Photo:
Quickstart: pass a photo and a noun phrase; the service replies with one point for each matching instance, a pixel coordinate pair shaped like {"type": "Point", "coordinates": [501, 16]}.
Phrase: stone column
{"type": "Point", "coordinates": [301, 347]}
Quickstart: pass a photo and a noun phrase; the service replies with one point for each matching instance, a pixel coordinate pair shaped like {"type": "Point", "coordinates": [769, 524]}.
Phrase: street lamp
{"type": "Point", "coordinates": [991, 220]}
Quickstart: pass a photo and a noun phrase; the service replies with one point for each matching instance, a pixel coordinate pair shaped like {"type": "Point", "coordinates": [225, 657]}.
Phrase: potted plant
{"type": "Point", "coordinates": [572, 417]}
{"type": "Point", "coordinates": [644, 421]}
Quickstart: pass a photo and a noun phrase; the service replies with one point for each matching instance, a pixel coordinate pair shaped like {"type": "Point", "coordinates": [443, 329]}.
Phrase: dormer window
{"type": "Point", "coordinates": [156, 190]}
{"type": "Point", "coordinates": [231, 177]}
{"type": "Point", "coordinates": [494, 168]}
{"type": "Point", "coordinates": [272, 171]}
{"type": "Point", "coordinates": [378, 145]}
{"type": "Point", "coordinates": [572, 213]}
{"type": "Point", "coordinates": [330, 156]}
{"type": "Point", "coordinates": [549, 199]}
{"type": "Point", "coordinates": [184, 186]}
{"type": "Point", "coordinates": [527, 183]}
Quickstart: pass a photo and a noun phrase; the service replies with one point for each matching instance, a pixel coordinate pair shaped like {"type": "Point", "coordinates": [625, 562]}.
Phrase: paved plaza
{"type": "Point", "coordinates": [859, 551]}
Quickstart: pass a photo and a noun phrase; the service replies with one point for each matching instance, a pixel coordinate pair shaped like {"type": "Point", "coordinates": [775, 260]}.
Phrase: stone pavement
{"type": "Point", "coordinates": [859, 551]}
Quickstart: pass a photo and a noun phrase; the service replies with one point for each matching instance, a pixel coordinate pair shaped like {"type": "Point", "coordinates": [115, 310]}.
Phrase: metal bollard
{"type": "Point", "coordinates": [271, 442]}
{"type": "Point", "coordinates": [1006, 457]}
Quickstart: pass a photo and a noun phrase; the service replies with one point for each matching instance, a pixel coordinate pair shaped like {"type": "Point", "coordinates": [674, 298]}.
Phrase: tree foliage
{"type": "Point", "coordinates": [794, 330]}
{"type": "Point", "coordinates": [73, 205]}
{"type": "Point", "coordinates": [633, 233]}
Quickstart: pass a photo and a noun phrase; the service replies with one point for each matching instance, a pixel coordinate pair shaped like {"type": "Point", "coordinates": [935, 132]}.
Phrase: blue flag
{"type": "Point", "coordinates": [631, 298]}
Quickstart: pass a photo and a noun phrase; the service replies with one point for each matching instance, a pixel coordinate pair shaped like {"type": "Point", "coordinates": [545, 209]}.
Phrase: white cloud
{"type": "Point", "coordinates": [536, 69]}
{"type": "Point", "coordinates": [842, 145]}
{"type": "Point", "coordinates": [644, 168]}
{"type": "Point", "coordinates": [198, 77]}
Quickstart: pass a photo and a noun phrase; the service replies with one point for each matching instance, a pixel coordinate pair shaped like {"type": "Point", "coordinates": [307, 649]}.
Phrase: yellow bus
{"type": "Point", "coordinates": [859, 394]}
▬▬▬▬▬▬
(ASSIGNMENT):
Repeat each entry word for word.

(SOLVED EXERCISE):
Photo:
Quickstart: pass a photo and a noun phrase; the service replies with one point for each matching instance, a pixel coordinate pair shaped like {"type": "Point", "coordinates": [501, 16]}.
Phrase: stone column
{"type": "Point", "coordinates": [301, 347]}
Quickstart: pass a photo and a noun phrase; the service replies with one point for each matching instance, a pixel coordinate pair shaped like {"type": "Point", "coordinates": [769, 524]}.
Phrase: street lamp
{"type": "Point", "coordinates": [991, 220]}
Quickstart: pass a photo and a noun phrase; the service replies with one point for each matching instance, a pixel coordinate pair shaped like {"type": "Point", "coordinates": [225, 657]}.
Phrase: potted plant
{"type": "Point", "coordinates": [572, 417]}
{"type": "Point", "coordinates": [644, 421]}
Quickstart: pass a photo and a noun phrase; the service replies with one point for each matching instance, a pixel coordinate pair shaped like {"type": "Point", "coordinates": [443, 329]}.
Phrase: dormer window
{"type": "Point", "coordinates": [156, 190]}
{"type": "Point", "coordinates": [231, 177]}
{"type": "Point", "coordinates": [494, 168]}
{"type": "Point", "coordinates": [272, 171]}
{"type": "Point", "coordinates": [378, 145]}
{"type": "Point", "coordinates": [572, 213]}
{"type": "Point", "coordinates": [330, 156]}
{"type": "Point", "coordinates": [549, 199]}
{"type": "Point", "coordinates": [184, 186]}
{"type": "Point", "coordinates": [527, 183]}
Quickstart: pass a photo and a noun phrase; the service replies with one point for each matching instance, a pixel coordinate pair shaped like {"type": "Point", "coordinates": [625, 562]}.
Phrase: paved plaza
{"type": "Point", "coordinates": [859, 551]}
Quickstart: pass a photo and a noun phrase; the service replies with one point for each matching instance, a pixel coordinate pair shaped like {"type": "Point", "coordinates": [775, 260]}.
Phrase: stone pavement
{"type": "Point", "coordinates": [859, 551]}
Quickstart: pass a photo and a noun phrase; the service replies with one point for each matching instance, a pixel coordinate pair shaped like {"type": "Point", "coordinates": [115, 310]}.
Phrase: metal bollard
{"type": "Point", "coordinates": [271, 442]}
{"type": "Point", "coordinates": [1006, 457]}
Quickstart: pass a photo and a noun phrase; the service replies with one point for each matching instance, a pixel coordinate pair shaped like {"type": "Point", "coordinates": [674, 298]}.
Phrase: tree foliage
{"type": "Point", "coordinates": [794, 330]}
{"type": "Point", "coordinates": [73, 205]}
{"type": "Point", "coordinates": [633, 233]}
Quickstart: pass a photo and a noun phrase; the service replies with one point for each matching instance, a pixel coordinate pair shaped like {"type": "Point", "coordinates": [935, 132]}.
Phrase: blue flag
{"type": "Point", "coordinates": [631, 298]}
Quickstart: pass a photo and a noun phrase; the service replies with one point for each matching instance, a pixel coordinate pair shaped like {"type": "Point", "coordinates": [545, 209]}.
Phrase: white cloud
{"type": "Point", "coordinates": [536, 69]}
{"type": "Point", "coordinates": [842, 145]}
{"type": "Point", "coordinates": [644, 168]}
{"type": "Point", "coordinates": [198, 77]}
Quickstart: pass a photo and a noun phrase; the service replies with one point for each matching instance, a pixel coordinate pair shaped like {"type": "Point", "coordinates": [307, 649]}.
Phrase: yellow bus
{"type": "Point", "coordinates": [859, 394]}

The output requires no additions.